__原文抜粋__.

--*--

近くで苦しむ姿を見てきたからこそ、東口は倉田のファーストゴールを喜んだ。
「秋は誰よりもチームのことを考え、苦しい状況下でもチームのために、ということを常に考えてくれていた。秋自身も苦しかったと思いますけど1点を取れたことでもっともっと、いいパフォーマンスを出していけるんじゃないかなと思います。いいゴールでした」
その東口は、先にも書いた通り、マリノス戦で『J1リーグ100試合完封』を実現した。アルビレックス新潟時代のプロ2年目、10年のJ1リーグ・第3節のガンバ戦で、スコアレスドローながら初めて『完封』を実現してから12年をかけて達成した、史上6人目の偉業だ。今シーズンを含め、近年は圧巻のセービングで幾度となくチームのピンチを救い、自ら『完封』を引き寄せたと言っても過言ではないパフォーマンスを示してきた東口だが、試合後にはともに戦ってきた仲間への感謝を言葉に変えた。
「チームメイトが体を張ってくれたおかげで達成できた。正直、記録を気にするより、常に目の前の試合に全力で臨むことだけを考えて、チームスタッフ、チームメイト、いろいろな人に協力してもらいながら、いろんなことを積み重ねてきた。節目を迎えられるのはありがたいことではありますけど、僕自身は1つずつ、勝つためにやってきた結果がこの数字につながったと思っています」
その思いからだろう。マリノス戦後には自身のSNSを更新し、日々、切磋琢磨しながら互いに刺激しあってきたゴールキーパー陣との写真を掲載した東口。これもまた彼の人間性がうかがえる一幕だった。
そんな二人の活躍もあって、2試合連続の完封勝利で勝ち点3を積み上げたガンバの勝ち点は40に。次節、大分トリニータ戦で勝利できれば、長く巻き込まれてきた『残留争い』から、ようやく抜け出すことができる。

--*--

__抜粋データ__.
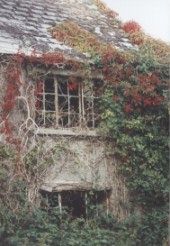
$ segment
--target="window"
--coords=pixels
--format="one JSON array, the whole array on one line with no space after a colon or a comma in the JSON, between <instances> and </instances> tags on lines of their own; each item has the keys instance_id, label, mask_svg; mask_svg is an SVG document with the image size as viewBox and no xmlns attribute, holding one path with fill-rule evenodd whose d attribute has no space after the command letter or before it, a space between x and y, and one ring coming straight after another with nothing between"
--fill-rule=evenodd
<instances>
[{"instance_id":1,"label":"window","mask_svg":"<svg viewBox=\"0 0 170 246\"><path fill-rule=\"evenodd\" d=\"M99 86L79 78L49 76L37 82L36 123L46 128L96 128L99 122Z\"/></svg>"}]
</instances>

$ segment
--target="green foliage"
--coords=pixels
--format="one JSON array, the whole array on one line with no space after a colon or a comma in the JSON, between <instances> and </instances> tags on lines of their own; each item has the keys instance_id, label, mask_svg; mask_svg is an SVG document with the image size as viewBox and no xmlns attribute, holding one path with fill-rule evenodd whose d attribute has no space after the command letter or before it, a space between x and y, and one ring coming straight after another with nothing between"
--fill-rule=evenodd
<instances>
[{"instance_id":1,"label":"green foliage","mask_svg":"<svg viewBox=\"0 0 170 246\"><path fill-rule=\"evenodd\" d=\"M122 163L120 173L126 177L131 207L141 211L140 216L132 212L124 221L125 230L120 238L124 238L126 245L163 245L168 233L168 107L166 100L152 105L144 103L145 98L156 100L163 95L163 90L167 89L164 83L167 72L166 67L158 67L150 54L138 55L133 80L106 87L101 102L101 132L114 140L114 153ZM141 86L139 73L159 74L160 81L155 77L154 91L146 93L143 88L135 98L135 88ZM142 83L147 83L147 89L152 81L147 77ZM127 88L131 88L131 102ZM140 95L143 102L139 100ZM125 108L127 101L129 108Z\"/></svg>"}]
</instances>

--*--

__問題と課題__.
1/ 原文抜粋のうち、「近くで苦しむ姿を見てきたからこそ、東口は倉田のファーストゴールを喜んだ。」を含む語句で始まり「思います。いいゴールでした」」で終わる部分を、「秋」を「倉田」に差し替えて書き直すこと。
2/ 原文抜粋の最後の文に続けて、その先を書き進めること。

__回答__.
1/
近くで苦しむ姿を見てきたからこそ、東口は倉田のファーストゴールを喜んだ。
「倉田は誰よりもチームのことを考え、苦しい状況下でもチームのために、ということを常に考えてくれていた。倉田自身も苦しかったと思いますけど1点を取れたことでもっともっと、いいパフォーマンスを出していけるんじゃないかなと思います。いいゴールでした」

2/
もっとも、今はまだ何も決まっていない。倉田も、東口も改めて言葉に力を込める。
「今シーズンはファン、サポーターの皆さんにもしんどい思いばかりさせてきたので残り4つ、全部勝つつもりで戦う(倉田)」
「まずは自分たちの手でしっかりと残留を決めなければいけないし、応援してくれるサポーターのために1つでも多く勝ち点を積み上げて、順位を上げられるように最後まで戦っていきたい(東口)」
先週土曜日にプレス公開されたトレーニングを見る限り、チームの雰囲気はいい。連戦中は次から次へとやってくる試合に向けてコンディションを整えることに精一杯だったが、今は違う。「練習から激しく、バチバチとやりあってきた結果がマリノス戦の結果にも出た」と倉田が話すように、ここ1か月はようやく強度を上げたトレーニングの中で、個人やチームのコンビネーションを磨けるようになり、同じ絵を描いて試合を進められるようになってきた。長らく離脱していた三浦弦太や昌子源も、先週末の時点では部分合流だったものの前週より格段に強度の高いメニューに取り組み、今はもう全体練習に合流したと聞く。
さあ、残り4試合。
苦しく、厳しいシーズンを戦い抜いてきたガンバの、来シーズンの『J1リーグ』につなげる戦いが始まる。